EXERCISE PROMPT: Please rewrite every line from the line with "# point at: paved" up to and including the line with "x=223, y=187", shifting each answer coordinate by adding 35 to it. Keep all other lines, including the sample points under each item, as they are.

EXTRACTED RECORDS:
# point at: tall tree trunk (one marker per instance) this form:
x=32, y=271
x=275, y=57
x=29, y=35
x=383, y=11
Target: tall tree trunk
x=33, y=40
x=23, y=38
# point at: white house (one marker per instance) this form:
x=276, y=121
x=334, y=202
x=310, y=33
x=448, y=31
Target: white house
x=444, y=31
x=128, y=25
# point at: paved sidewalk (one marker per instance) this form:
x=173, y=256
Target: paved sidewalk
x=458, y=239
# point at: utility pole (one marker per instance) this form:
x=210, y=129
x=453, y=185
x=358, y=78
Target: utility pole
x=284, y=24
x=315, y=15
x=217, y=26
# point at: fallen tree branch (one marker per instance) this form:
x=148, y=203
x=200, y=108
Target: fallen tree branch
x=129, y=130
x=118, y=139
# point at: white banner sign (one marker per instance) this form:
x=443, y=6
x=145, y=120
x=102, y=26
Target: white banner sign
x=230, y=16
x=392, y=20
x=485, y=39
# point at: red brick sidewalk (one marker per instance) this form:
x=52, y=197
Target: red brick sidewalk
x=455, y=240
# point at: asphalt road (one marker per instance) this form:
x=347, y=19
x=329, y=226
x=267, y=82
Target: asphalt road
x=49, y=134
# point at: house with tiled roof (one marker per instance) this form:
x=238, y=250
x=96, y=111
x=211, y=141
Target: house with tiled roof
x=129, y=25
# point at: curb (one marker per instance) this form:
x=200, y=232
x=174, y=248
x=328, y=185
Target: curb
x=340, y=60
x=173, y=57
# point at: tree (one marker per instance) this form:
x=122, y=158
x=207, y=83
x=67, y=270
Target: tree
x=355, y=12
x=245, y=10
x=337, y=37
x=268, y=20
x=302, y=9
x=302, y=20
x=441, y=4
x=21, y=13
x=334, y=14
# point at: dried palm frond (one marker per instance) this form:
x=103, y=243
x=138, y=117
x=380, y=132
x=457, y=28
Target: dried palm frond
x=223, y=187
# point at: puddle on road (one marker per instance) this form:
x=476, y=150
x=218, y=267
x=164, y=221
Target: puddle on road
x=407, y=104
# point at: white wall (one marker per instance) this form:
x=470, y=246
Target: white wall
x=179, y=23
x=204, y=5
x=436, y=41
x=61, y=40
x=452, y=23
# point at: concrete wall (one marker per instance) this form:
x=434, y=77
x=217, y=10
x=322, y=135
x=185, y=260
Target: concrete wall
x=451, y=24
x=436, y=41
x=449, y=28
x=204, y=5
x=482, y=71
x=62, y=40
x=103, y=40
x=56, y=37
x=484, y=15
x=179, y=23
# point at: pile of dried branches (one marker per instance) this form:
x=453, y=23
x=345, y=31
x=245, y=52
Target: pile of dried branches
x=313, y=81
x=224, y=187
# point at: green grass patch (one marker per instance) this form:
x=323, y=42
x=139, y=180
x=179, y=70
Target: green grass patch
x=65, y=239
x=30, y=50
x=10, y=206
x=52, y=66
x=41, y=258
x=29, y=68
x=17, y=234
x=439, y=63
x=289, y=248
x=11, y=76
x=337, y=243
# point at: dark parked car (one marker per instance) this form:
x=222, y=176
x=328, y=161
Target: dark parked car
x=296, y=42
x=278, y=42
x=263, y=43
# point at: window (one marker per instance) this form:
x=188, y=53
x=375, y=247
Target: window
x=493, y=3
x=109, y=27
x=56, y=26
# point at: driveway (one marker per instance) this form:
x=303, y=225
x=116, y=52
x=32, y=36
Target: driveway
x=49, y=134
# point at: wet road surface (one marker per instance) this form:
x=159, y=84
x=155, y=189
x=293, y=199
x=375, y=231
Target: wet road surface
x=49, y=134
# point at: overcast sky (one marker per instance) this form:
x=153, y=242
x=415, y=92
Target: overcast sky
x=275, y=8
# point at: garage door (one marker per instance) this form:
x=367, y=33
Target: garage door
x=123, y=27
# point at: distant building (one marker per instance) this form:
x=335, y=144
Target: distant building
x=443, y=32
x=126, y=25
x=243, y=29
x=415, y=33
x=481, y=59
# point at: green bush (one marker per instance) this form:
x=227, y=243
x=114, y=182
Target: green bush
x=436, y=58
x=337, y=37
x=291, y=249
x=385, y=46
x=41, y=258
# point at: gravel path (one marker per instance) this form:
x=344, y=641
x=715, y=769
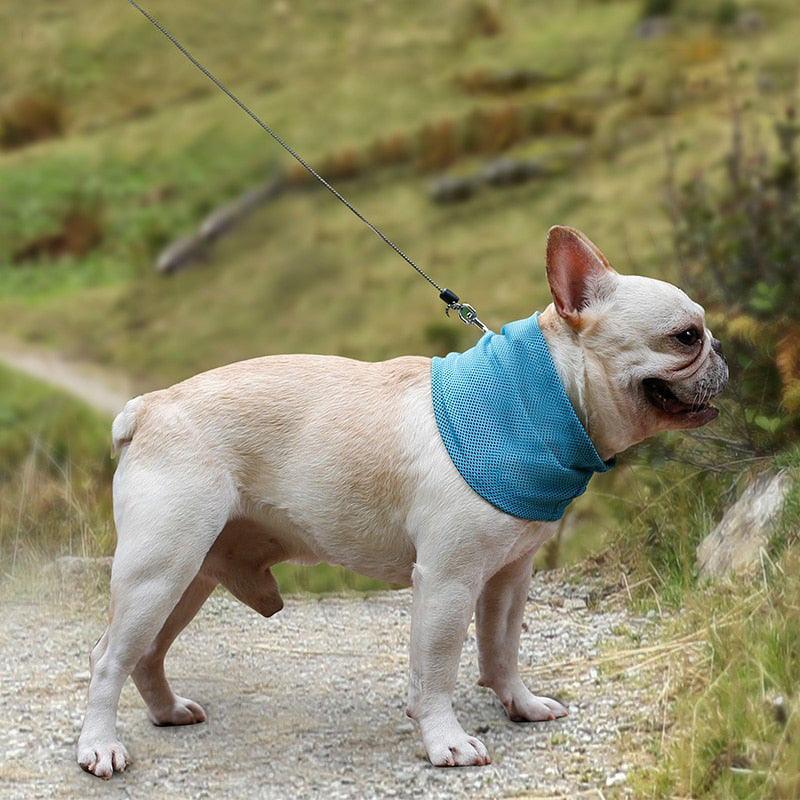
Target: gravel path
x=310, y=703
x=103, y=390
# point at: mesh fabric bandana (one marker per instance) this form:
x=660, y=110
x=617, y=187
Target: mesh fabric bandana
x=508, y=425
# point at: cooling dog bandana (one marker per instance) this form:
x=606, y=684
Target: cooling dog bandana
x=509, y=426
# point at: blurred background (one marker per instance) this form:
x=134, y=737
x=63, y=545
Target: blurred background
x=149, y=230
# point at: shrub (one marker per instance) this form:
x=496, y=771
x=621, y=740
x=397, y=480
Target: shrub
x=79, y=232
x=738, y=245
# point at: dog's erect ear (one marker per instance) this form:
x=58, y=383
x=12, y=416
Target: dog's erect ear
x=575, y=268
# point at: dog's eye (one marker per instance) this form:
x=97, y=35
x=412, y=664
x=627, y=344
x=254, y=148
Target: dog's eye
x=689, y=337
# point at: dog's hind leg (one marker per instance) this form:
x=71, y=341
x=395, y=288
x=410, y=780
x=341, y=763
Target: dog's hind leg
x=168, y=515
x=498, y=621
x=163, y=705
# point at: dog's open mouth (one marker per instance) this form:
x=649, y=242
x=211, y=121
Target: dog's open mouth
x=660, y=396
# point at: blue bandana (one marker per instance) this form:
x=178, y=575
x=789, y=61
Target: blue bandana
x=508, y=425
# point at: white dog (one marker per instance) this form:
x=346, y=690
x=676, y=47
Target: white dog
x=316, y=458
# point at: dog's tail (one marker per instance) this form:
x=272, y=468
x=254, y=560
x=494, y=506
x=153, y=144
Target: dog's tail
x=124, y=425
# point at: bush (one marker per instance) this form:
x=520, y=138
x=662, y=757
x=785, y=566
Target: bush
x=738, y=246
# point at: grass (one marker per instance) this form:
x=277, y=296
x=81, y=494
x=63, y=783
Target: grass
x=734, y=721
x=151, y=147
x=55, y=473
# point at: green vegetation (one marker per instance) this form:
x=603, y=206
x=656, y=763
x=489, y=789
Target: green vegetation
x=147, y=147
x=111, y=146
x=55, y=474
x=55, y=487
x=736, y=731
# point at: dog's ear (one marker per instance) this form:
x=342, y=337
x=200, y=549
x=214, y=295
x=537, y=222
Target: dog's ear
x=575, y=271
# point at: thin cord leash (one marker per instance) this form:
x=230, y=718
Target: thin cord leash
x=466, y=313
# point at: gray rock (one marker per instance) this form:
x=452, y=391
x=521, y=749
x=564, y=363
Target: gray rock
x=180, y=253
x=746, y=527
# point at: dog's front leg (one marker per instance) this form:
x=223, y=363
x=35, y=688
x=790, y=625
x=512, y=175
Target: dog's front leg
x=498, y=619
x=442, y=609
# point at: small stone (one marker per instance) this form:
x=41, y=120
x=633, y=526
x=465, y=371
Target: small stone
x=617, y=779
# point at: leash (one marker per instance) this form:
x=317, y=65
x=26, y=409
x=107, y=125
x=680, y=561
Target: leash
x=465, y=312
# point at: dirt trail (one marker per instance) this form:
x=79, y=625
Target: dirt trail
x=310, y=703
x=102, y=390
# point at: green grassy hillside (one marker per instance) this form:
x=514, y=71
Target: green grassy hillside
x=144, y=147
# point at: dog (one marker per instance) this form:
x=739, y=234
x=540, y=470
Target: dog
x=319, y=458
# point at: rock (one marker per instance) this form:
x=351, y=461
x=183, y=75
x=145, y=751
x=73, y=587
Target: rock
x=616, y=779
x=746, y=527
x=180, y=253
x=508, y=172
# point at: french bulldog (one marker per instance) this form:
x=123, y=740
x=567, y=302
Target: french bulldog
x=318, y=458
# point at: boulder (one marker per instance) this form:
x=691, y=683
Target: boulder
x=747, y=526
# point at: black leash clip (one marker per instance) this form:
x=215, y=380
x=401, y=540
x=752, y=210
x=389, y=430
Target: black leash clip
x=466, y=313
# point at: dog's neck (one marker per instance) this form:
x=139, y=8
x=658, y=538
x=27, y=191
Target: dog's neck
x=596, y=402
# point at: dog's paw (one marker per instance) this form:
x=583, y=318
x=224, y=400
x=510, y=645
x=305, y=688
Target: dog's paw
x=524, y=706
x=181, y=712
x=103, y=758
x=453, y=748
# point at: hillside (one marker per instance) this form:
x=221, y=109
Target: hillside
x=145, y=147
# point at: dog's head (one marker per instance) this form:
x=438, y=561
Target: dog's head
x=650, y=362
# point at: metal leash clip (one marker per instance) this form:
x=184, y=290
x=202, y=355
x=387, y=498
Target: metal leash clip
x=466, y=313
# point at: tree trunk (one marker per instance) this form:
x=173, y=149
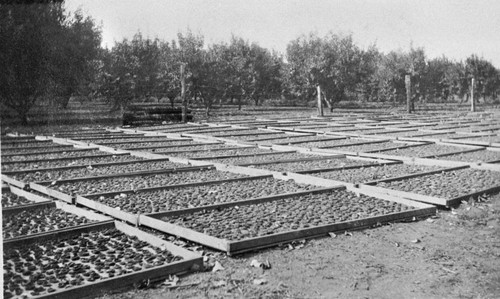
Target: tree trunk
x=183, y=95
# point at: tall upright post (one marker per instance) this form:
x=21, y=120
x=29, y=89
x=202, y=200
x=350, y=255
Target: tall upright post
x=408, y=93
x=183, y=93
x=320, y=104
x=472, y=102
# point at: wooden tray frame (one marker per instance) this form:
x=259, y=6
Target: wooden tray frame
x=191, y=261
x=236, y=247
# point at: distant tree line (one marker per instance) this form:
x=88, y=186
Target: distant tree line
x=46, y=52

SOLUTION TO THIS PROBLEM:
# point at: paved sidewalk (one marker per instance) this form:
x=173, y=256
Target: paved sidewalk
x=493, y=274
# point at: utility pole (one marker per instance) this form:
x=210, y=129
x=453, y=185
x=358, y=78
Target: utility pole
x=319, y=59
x=350, y=50
x=252, y=61
# point at: fallen tree branch (one marker per instance) this form:
x=148, y=203
x=200, y=108
Target: fallen tree branch
x=164, y=165
x=153, y=174
# point at: white banner sign (one marker per instance) this form:
x=443, y=6
x=145, y=120
x=102, y=26
Target: white banner sign
x=265, y=51
x=427, y=55
x=520, y=74
# point at: red brick sidewalk (one marker per instance) this form:
x=52, y=197
Target: red brick sidewalk
x=490, y=275
# point at: asphalt road (one marker per instance) this form:
x=347, y=19
x=329, y=226
x=267, y=82
Target: asphalt road
x=84, y=169
# point at: house with tiled roof (one marker per instance) this form:
x=238, y=250
x=96, y=111
x=211, y=141
Target: house with tiled roof
x=164, y=60
# point at: curb (one marker per instance) this form:
x=200, y=232
x=174, y=248
x=328, y=185
Target: curb
x=375, y=95
x=208, y=92
# point at: tree (one marker per instance) this form:
x=122, y=158
x=207, y=83
x=67, y=270
Target: tree
x=390, y=47
x=280, y=45
x=372, y=72
x=303, y=55
x=337, y=44
x=337, y=55
x=476, y=39
x=56, y=48
x=369, y=49
# point at: dried palm frond (one marker per instance) this form:
x=103, y=243
x=138, y=117
x=380, y=132
x=457, y=28
Target: dried palm frond
x=258, y=222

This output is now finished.